Exercise task:
Leave the pictures out. Return all other data exactly.

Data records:
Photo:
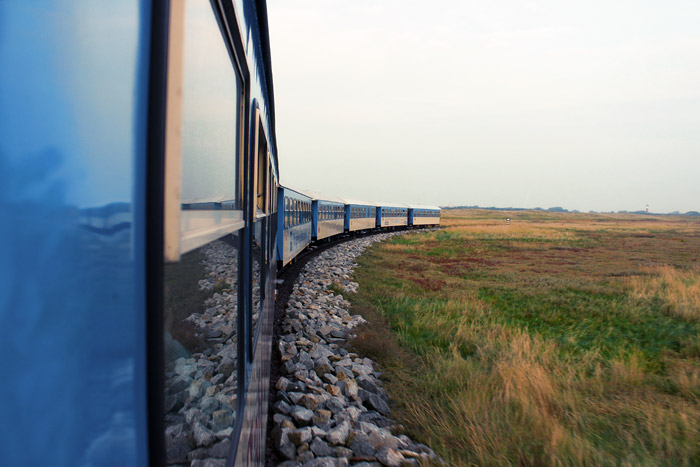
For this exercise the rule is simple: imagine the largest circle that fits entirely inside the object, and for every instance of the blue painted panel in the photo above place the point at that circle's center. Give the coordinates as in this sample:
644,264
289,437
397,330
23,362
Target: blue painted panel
72,178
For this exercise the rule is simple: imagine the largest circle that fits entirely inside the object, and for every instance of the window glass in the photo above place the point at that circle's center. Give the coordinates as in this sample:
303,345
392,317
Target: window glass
261,170
211,89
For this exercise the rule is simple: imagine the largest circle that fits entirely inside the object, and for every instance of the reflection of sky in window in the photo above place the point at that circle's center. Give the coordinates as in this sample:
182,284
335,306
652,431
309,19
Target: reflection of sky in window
69,94
209,110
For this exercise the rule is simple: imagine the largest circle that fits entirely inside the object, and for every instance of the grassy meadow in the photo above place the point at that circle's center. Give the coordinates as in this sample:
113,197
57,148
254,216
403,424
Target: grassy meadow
555,339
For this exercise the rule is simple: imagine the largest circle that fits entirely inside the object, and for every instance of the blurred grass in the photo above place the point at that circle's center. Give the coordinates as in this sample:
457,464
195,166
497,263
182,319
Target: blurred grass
553,340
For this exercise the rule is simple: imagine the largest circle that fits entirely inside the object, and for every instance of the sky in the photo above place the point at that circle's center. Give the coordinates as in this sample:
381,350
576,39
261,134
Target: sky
586,105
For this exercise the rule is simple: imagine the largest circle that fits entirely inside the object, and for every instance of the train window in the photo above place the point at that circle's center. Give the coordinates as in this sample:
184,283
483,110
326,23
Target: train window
203,221
286,212
204,123
261,168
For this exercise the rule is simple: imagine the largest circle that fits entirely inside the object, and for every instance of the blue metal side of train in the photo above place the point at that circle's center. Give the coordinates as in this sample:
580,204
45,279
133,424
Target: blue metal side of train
341,216
296,219
140,235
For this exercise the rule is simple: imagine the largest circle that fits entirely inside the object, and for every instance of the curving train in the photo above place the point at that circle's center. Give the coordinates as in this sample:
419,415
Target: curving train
143,226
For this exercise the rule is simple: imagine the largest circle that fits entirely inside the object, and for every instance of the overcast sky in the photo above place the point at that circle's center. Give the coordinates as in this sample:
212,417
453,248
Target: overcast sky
587,105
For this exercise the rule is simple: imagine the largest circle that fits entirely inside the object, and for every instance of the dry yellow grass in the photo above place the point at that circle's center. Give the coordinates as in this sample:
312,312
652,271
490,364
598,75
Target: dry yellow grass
678,289
472,326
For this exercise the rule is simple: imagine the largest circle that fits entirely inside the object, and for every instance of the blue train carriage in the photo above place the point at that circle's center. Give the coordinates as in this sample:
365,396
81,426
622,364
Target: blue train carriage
327,215
359,215
392,215
296,220
138,177
420,215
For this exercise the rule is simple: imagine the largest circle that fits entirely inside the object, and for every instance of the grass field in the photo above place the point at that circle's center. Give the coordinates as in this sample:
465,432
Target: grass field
555,339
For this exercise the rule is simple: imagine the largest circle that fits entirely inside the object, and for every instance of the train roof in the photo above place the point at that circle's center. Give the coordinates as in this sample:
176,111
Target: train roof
359,202
423,206
393,205
315,195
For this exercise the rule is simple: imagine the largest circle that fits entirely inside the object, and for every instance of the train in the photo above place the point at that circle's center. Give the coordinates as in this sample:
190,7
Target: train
144,223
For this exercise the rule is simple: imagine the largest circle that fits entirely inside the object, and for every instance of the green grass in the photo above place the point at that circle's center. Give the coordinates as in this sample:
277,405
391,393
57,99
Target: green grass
549,342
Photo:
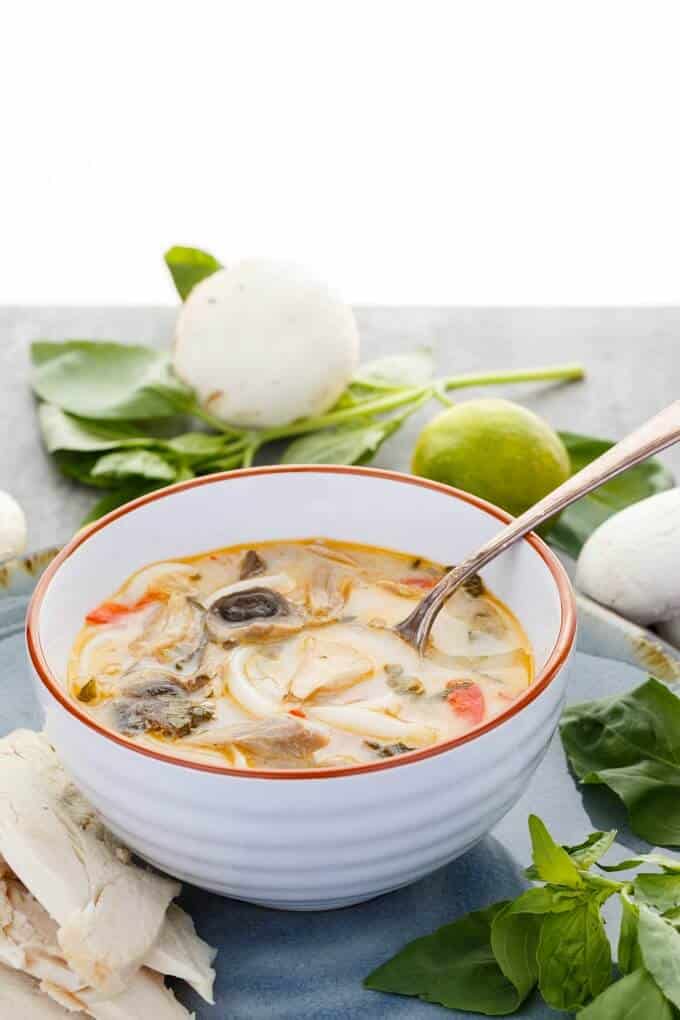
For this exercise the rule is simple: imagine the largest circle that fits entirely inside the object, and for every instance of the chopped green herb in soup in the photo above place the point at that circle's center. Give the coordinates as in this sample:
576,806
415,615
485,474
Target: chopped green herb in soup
282,655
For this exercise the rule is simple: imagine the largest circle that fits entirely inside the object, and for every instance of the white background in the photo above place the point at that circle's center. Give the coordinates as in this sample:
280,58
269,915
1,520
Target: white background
517,151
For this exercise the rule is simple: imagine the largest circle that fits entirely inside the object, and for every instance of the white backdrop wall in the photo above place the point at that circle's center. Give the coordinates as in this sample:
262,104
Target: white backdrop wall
412,152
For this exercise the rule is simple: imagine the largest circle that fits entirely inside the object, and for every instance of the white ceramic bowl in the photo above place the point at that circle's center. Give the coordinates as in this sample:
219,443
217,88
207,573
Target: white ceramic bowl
303,839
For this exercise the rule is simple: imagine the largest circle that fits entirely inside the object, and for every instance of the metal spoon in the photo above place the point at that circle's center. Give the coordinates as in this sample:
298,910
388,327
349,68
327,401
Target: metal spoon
661,431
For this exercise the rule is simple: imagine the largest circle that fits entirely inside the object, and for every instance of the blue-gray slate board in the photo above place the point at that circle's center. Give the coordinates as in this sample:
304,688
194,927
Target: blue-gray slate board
309,966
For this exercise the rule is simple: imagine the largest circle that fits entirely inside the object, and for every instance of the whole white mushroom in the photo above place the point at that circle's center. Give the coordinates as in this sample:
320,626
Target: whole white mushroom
263,343
631,563
12,527
670,630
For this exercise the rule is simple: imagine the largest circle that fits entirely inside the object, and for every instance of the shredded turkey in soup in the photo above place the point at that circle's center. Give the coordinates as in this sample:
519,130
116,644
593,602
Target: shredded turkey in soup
282,655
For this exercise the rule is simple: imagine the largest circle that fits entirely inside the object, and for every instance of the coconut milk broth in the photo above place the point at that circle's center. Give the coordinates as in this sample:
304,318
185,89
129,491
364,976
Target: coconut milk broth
315,678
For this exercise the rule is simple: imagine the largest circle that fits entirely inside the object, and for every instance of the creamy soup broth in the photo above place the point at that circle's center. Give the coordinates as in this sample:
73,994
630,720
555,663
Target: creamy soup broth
281,655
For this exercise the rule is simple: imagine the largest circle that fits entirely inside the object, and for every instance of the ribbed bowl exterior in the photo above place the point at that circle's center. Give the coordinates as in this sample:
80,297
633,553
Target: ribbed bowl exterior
308,844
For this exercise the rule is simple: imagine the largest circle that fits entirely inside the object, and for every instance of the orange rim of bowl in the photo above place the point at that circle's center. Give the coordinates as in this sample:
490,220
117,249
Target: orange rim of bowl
556,660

Task result:
Photo:
For this exercise the rule is simple: imagine the largest circle that fits entirely inside the object, and for every instance of the blue painted panel in the photo above place the point at that circle's center. Give the coordinates as in this sample:
644,264
289,437
397,330
23,362
Target: blue painted panel
72,178
For this exercise the rule is simple: imagine the largest circle that fits entirely inside the object, and for every instance of the window glass in the photo above place the point at that circle's center. Give the coordinates as in this sample:
303,345
392,317
Target: window glass
261,170
211,89
For this exercise the rule is simple: imagine the largest circle that fits entirely inside the object, and for every instance of the reflection of sky in window in the photo above place the point at that circle's center. Give the coordinates as in this sample:
182,284
335,306
652,431
309,19
Target: reflection of sky in window
69,94
209,110
For this exercise the rule is simple: imagine the largest circle that fits entirely inside the object, and for every instance of the grassy meadow in the photo above place the point at that circle's center. Give the coordinates as in this sample:
113,197
57,148
254,216
403,424
Target: grassy meadow
555,339
For this exercise the rule is simple: imagine the largest circle that fits entirely inside the object, and for every instance of the blurred grass in the photo above place the point at that circle's center. Give the coordinates as in this sample:
457,464
195,166
497,263
182,319
Target: blurred grass
553,340
For this exercise the rule is simple: imagine the largest circle that fits entirely inside the object, and for every instance of the sky in the photo above place the point at that circle's center. Give the coordinates as in this sample:
381,350
576,39
261,134
Target: sky
586,105
For this exercise the rule is simple: imagine the largest circle that fits entirely inside the object, and for every instance of the train window in the photo above place the point at that circle's center. Give the coordinates as in this sample:
184,283
483,110
326,23
Target: train window
203,221
286,212
204,123
261,168
For this exercise the rule is simple: imagine the largest circle that fits entirely inside the object, and for every instance of the blue metal side of train in the photo above place the point at that circle's center. Give the coordinates as in this sample:
580,204
45,279
133,424
Target: blue metal side of train
341,216
296,219
140,235
For this exercise the rule is simple: imagine the largest circle that fits entirely inside the object, and for every instance of the curving train in the photo above place the point at that circle's center. Give the coordinates as in this sample:
419,415
Target: curving train
143,226
For this exercise the rule is simple: imagine the largest circle that fits entirely inside the object, and for every instance of the overcast sky in the photo above place the point at that circle's center. Give the coordinates as in this sample:
212,417
453,248
Target: overcast sky
587,105
For this exercise the rule is simple: imagine the largest circle that fits entirely inside the object, and for every instance of the dry yellow grass in the photo above place the point at that circle's center. Give the coordinates as in this sample:
312,312
652,271
490,364
598,75
Target: dry yellow grass
678,289
472,326
For this exercise the rule is simple: imagine the largest circle that fits entirely inside the object, and for every instance of the blue train carriage in the photo above place the point at that circle's center. Give the coordinates as in this sample:
365,396
81,426
622,364
Target: blue train carriage
327,215
359,215
392,215
296,220
138,177
420,215
For this exercise the rule is simple: imagine the largest circle that fits entirely inside the object, and for every instance of the grass field in the photo above place the point at that circle's center. Give the coordinates as in this sample:
465,432
Target: grass field
555,339
For this exercise the rule is simple: imagine the largest circle that fits entirely inside the object, and for every instance of the train roof in the photo above place the point at that circle's center. Give the coordinates as in this sample:
176,111
Target: train roof
359,202
423,206
393,205
315,195
For this exercise the rule is simple: imagine the largest circle that fits entirely inside the object, and for every instance of the train in the photo above place the point at that circle's center. Give the coordinates as in this sample:
190,7
Target: train
144,223
For this exercise the rule is simple: imagine the largest circle that fits entirely inside the object, and for every instance of the green grass in the photo above place the point at that circle's center. Give the coordinates as in this sample:
277,405
391,393
57,99
Target: green grass
549,342
Photo:
For this exercise the rule is simple: imagine the largest circle that fits entirely inside the object, and for every instance of the chopped green herb in soup in the photo above place the point at that circle's center. Give the coordinates as in this sample:
576,806
415,615
485,474
Target: chopped green herb in soup
282,655
For this exercise the rule is simple: imagine the largest circle that fits entirely inside the object, and for every instance of the white background in the photo above place the point at that circle's center. Give the coordinates as in this sample:
280,58
269,915
1,520
Target: white background
517,151
For this exercise the rule is simple: imagine the largest circle that fits entirely inside the object, and for every instance of the white backdrop wall in the photo above place the point at that circle's center. Give the coordinates as in this sample:
262,104
Target: white backdrop wall
412,152
For this exercise the rule is simple: imagine the largest circle that fits entirely inside the object, and for every instance of the white ceramic bowl in the photo above place the point at that circle's center. Give the coordinates as in this sample:
219,443
217,88
207,573
Target: white ceramic bowl
303,839
For this exercise the rule is simple: imagine the largest circle that fits entirely inside the object, and for every instance of the metal spoon in the photo above place the point at that circle's center. Give the coordinates as in this sample:
298,910
388,327
349,68
327,401
Target: metal spoon
661,431
For this exercise the rule is simple: imagine the largest circle that fits entirely inside the object, and for every instance of the blue-gray slate board in the photo above place the point at that circle's center. Give the coordinates as in this sample:
304,688
194,927
Target: blue-gray slate board
309,966
For this exercise the rule is simple: imagine the largest circle that fits entirely inside the object, and for every instance of the whole white mushroom in the photo above place the point at that circle's center. Give the coordinates as in this sample:
320,626
Target: whole white mushroom
263,343
631,563
12,527
670,630
For this exercise the rule is simple: imagine the largest circle that fits entirely inside the object, and for every instance of the shredded turkey in soup in the photo above place the point at that circle's center. Give the coordinates as in this sample:
519,130
116,644
593,602
Target: shredded turkey in soup
282,655
For this exercise the rule is simple: imagine the largest circle that fits entirely inside the object, and for every instance of the coconut milk broth in the photo above place the point at that circle's center. Give the coordinates as in this sample:
304,318
185,89
129,491
364,976
Target: coconut milk broth
315,678
For this exercise the rule is simple: imagine the largest circle that fits entirely inside the object, and for every instance of the creamy soup broth in the photo above place the point at that circle's center. Give the coordinates as in this sample:
73,994
630,720
555,663
Target: creamy soup broth
281,655
For this exercise the rule is simple: imagine the largest circle that fits entirely inside the object, and for every instance of the ribbed bowl exterior in the photo above place the point at that circle's center. Give the coordinates as in this sample:
80,297
633,553
Target: ribbed bowl exterior
308,844
For this exercise the rule is simple: imagine the largest circle that fits entirely inside the object, and for every instance of the orange rim of bowl in the photo above place the point at that circle's center. Give the coordinates as in this sample:
490,220
117,249
Target: orange rim of bowl
556,660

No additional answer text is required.